--- START ---

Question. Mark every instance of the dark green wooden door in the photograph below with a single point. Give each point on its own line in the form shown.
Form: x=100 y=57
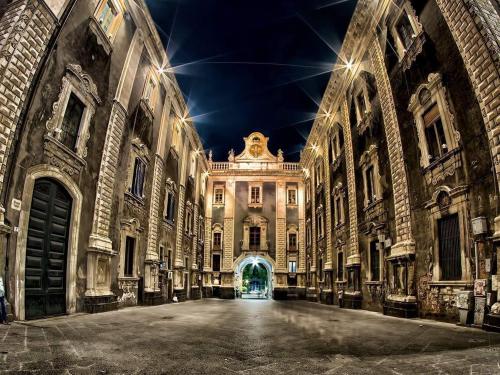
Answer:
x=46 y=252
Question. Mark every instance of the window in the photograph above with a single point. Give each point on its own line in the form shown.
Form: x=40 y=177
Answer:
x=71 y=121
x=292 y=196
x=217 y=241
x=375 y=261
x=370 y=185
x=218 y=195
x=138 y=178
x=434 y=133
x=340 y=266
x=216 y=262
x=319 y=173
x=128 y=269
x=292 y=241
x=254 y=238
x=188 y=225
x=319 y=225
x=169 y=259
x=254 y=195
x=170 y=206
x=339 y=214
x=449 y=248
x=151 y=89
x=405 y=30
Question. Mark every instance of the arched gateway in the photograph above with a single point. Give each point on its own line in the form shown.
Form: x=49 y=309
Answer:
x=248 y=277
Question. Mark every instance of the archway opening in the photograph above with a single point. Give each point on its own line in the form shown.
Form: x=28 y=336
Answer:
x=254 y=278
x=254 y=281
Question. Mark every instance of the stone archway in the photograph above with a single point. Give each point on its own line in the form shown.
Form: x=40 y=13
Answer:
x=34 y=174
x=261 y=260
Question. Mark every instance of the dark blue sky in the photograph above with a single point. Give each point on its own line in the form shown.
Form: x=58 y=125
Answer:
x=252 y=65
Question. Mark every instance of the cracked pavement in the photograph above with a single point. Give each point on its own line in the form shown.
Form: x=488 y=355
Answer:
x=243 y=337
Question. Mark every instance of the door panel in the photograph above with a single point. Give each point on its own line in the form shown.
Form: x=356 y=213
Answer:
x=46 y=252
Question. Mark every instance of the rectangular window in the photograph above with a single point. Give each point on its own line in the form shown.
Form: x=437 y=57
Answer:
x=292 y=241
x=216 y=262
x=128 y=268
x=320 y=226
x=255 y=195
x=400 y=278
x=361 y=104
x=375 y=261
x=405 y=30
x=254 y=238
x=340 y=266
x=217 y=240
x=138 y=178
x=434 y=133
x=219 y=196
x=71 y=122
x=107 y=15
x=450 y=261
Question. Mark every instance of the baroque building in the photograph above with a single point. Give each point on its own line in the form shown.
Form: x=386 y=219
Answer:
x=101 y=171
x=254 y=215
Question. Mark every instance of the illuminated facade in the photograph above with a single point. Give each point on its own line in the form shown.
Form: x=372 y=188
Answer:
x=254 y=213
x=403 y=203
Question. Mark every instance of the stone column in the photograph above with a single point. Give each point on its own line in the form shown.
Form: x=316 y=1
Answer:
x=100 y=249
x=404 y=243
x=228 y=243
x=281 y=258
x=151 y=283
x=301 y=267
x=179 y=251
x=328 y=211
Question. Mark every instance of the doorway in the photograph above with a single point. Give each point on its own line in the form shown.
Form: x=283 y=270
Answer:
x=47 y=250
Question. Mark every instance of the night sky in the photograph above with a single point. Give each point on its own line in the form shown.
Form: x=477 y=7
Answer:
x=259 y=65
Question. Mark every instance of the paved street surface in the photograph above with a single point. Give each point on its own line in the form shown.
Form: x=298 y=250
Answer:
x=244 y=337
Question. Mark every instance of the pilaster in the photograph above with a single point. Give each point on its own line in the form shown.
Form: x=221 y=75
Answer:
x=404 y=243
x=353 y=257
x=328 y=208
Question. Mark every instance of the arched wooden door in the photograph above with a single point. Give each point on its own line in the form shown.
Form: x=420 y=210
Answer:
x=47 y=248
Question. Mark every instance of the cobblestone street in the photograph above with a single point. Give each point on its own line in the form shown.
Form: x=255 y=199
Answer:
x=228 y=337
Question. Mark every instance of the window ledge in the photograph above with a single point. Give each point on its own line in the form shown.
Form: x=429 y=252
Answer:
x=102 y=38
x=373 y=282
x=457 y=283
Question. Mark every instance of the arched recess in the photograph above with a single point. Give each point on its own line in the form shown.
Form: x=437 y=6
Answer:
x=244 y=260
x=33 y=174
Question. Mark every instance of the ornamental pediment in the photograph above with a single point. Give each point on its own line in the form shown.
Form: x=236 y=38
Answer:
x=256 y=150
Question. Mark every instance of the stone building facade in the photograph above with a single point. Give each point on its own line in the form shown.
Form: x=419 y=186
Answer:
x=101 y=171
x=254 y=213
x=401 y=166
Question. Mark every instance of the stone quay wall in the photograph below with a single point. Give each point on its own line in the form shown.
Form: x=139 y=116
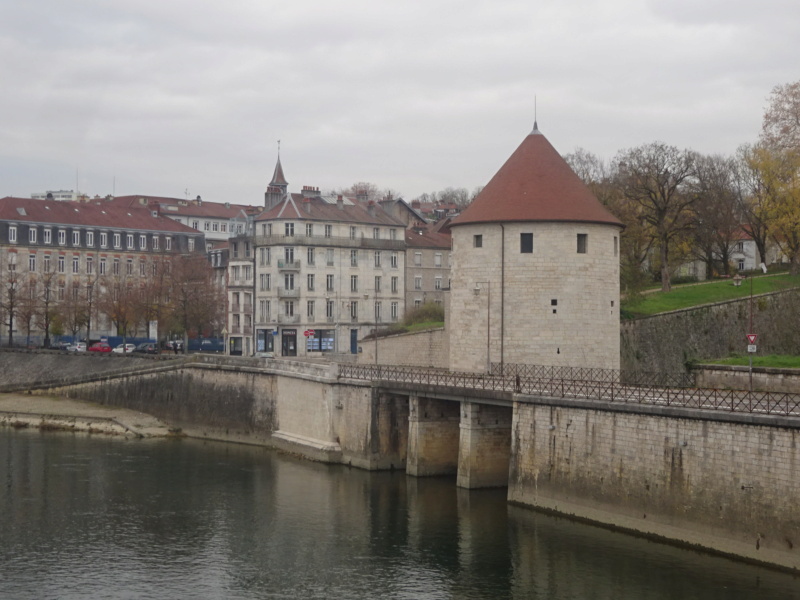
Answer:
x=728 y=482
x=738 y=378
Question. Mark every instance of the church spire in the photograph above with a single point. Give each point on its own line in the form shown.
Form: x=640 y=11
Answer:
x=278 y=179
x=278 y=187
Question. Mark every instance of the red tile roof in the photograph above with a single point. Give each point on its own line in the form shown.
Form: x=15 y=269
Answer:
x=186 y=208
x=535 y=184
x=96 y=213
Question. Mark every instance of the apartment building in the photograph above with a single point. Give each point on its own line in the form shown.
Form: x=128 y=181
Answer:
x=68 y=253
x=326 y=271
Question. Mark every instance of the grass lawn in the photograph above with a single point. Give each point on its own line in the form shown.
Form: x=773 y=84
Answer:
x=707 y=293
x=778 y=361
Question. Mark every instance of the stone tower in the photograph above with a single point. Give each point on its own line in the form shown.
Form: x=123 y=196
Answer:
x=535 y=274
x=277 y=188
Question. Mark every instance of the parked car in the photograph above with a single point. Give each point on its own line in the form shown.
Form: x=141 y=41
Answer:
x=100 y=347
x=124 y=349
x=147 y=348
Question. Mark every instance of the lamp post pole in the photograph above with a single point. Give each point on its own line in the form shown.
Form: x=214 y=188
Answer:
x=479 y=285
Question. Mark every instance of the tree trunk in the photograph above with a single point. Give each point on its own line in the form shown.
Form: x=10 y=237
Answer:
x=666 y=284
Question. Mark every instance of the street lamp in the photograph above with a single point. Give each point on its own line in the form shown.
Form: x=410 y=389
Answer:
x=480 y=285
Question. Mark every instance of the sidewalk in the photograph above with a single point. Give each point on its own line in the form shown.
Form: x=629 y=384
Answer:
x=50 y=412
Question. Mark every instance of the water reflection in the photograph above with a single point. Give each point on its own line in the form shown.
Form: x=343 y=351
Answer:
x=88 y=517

--- END ---
--- START ---

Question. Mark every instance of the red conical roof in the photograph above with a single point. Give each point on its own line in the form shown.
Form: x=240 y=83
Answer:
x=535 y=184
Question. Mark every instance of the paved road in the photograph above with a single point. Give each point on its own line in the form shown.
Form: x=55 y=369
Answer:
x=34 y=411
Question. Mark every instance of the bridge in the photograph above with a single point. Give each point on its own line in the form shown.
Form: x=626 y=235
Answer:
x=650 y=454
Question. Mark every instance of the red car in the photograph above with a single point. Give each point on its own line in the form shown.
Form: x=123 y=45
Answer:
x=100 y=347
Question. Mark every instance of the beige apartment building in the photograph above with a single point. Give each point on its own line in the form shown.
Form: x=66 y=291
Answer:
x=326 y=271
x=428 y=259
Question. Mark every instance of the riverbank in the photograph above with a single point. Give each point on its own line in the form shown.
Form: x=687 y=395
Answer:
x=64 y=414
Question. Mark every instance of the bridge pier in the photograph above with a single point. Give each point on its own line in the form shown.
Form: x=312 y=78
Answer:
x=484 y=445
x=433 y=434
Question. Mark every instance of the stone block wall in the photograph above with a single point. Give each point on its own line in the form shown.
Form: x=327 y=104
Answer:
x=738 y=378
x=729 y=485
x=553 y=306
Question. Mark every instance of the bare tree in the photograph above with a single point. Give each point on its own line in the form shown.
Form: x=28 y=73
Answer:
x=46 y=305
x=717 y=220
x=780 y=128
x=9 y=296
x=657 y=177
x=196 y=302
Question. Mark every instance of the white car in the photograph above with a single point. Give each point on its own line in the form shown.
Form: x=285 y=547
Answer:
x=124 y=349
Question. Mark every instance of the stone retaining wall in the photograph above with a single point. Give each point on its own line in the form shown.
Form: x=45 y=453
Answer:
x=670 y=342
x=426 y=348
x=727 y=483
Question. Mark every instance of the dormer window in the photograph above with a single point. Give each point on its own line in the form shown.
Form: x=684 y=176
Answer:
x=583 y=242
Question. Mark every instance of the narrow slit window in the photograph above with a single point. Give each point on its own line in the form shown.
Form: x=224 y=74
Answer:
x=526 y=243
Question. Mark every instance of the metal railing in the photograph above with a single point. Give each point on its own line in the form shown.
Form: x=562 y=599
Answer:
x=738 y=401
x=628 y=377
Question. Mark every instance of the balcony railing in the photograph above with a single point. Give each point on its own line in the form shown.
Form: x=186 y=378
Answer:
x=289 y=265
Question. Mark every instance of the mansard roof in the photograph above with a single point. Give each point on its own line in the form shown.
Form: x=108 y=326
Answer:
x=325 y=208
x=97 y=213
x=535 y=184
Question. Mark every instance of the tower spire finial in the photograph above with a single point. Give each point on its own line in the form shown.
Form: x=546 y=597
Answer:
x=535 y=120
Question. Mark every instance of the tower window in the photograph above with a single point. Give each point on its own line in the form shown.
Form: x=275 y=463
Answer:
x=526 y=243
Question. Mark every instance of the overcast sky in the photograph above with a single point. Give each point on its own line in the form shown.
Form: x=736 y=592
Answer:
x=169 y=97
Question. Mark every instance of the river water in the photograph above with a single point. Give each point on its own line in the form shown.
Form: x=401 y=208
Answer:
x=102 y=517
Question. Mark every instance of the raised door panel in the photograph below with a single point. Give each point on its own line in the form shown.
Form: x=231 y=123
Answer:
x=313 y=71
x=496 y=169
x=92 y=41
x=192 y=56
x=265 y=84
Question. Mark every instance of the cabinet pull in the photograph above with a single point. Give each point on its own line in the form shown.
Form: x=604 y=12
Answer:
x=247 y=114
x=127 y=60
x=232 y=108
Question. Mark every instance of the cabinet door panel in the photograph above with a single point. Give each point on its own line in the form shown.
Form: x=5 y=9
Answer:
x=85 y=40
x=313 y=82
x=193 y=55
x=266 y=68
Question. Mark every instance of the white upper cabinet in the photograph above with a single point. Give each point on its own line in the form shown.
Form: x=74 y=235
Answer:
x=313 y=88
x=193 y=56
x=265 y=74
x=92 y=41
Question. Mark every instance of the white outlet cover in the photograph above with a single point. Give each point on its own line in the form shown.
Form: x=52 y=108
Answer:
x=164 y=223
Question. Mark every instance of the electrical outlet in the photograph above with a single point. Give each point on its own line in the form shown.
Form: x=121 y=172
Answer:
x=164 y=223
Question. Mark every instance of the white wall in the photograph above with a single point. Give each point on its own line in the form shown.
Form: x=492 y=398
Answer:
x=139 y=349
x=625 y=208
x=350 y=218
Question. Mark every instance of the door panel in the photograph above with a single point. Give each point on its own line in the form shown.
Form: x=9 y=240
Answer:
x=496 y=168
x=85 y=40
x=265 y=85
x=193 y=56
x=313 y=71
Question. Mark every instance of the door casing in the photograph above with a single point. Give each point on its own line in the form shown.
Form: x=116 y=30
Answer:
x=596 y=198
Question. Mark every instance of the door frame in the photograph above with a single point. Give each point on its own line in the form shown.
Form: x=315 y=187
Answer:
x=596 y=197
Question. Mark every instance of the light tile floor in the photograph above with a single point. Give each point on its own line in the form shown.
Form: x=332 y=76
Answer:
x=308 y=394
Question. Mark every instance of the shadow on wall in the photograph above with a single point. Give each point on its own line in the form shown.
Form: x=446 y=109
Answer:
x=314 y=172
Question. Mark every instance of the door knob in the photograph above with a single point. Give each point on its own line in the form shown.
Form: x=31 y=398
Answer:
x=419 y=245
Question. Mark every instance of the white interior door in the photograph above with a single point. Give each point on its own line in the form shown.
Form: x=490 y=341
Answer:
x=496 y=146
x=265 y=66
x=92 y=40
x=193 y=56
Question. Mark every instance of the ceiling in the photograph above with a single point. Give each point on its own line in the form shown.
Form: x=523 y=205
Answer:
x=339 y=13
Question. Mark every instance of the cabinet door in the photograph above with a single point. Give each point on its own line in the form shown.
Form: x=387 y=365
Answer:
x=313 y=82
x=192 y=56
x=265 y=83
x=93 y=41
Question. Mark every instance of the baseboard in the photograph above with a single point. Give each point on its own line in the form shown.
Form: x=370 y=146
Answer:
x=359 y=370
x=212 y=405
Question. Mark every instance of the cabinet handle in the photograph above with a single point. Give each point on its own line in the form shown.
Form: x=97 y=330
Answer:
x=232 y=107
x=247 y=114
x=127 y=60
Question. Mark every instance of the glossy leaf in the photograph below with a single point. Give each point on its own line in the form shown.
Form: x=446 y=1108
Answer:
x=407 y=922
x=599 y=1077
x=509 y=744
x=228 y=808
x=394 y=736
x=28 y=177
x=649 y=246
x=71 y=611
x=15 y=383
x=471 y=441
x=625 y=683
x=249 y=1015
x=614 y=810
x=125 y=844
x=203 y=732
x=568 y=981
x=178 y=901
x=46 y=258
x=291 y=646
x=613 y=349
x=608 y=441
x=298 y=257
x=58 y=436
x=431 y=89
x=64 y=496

--- END ---
--- START ---

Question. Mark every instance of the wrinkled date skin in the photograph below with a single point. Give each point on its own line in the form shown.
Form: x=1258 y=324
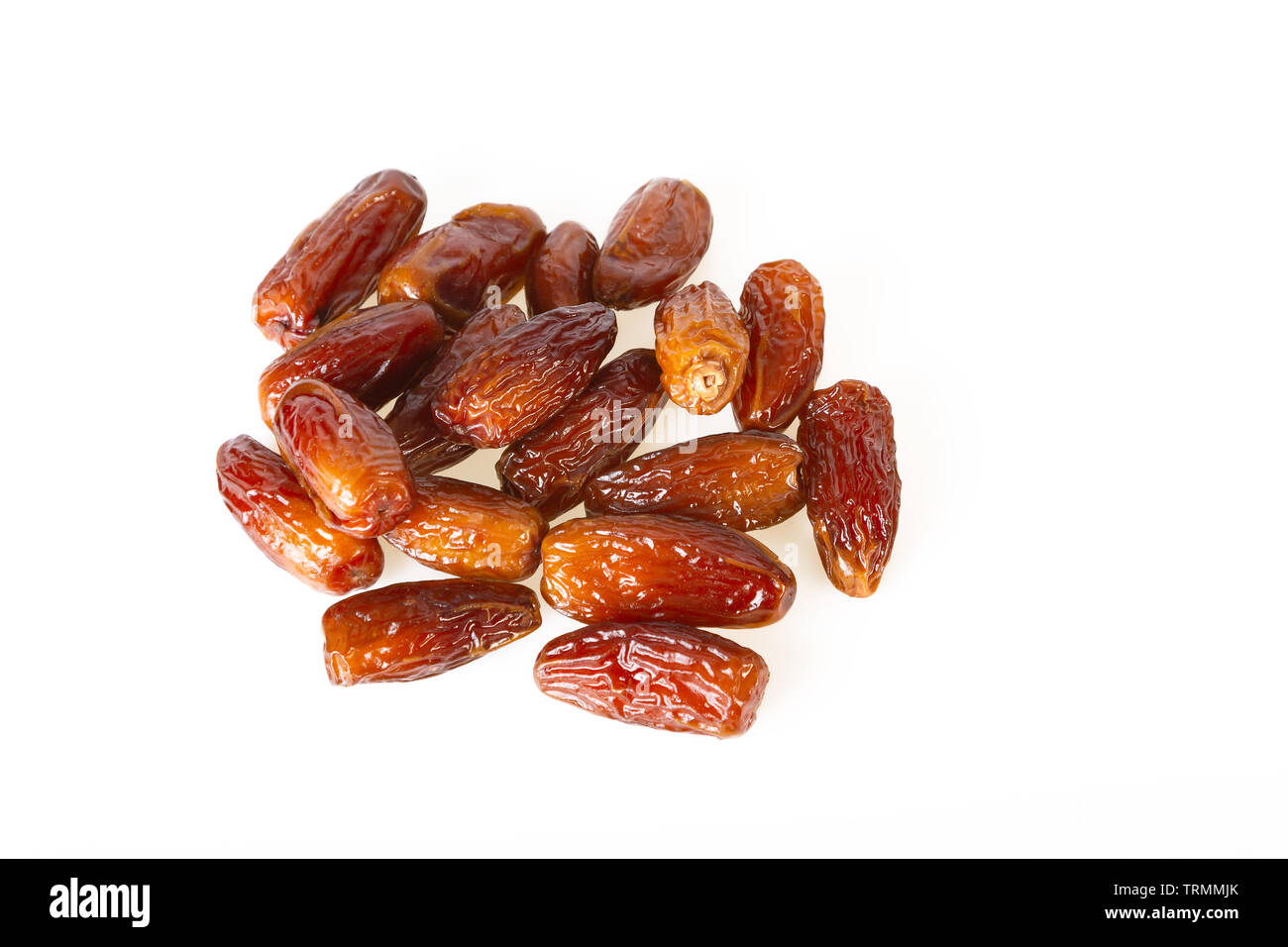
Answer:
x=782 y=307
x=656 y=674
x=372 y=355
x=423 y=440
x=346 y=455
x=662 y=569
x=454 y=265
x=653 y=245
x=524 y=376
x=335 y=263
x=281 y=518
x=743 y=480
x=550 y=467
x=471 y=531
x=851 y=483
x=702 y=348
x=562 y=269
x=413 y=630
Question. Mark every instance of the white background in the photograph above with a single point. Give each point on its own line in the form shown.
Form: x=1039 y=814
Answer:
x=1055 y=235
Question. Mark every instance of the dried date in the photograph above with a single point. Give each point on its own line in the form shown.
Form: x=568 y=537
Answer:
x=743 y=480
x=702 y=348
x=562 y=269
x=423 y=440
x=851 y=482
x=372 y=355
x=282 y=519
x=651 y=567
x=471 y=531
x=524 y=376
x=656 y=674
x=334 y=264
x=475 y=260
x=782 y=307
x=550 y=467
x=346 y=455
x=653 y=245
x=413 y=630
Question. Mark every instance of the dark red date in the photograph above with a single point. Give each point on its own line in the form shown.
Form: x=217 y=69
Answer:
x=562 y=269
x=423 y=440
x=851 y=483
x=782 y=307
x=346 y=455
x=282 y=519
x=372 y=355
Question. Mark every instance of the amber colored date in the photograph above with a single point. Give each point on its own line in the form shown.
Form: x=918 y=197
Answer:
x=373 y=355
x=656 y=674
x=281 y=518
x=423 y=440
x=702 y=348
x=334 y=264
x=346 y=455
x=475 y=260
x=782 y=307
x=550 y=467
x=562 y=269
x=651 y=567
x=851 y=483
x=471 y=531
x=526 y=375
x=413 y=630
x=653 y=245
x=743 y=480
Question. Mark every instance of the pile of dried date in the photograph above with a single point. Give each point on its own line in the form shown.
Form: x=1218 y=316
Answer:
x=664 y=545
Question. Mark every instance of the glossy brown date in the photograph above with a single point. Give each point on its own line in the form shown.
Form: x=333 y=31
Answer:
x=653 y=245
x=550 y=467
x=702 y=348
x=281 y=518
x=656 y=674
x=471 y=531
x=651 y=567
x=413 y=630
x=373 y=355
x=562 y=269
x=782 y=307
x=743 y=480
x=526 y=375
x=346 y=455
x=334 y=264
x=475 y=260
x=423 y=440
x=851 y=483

--- END ---

There is a run of lines above from the one with "Question. Mark every instance of the tree" to the one with "Form: x=410 y=389"; print exactly that run, both ends included, and nothing else.

Question. Mark every instance of the tree trunk in the photograph above with a single point. Give each point on its own line in the form shown.
Form: x=10 y=237
Answer:
x=666 y=284
Question. Mark every instance of the street lamp in the photograph above with a single point. Give each point on its own line in the form shown.
Form: x=410 y=389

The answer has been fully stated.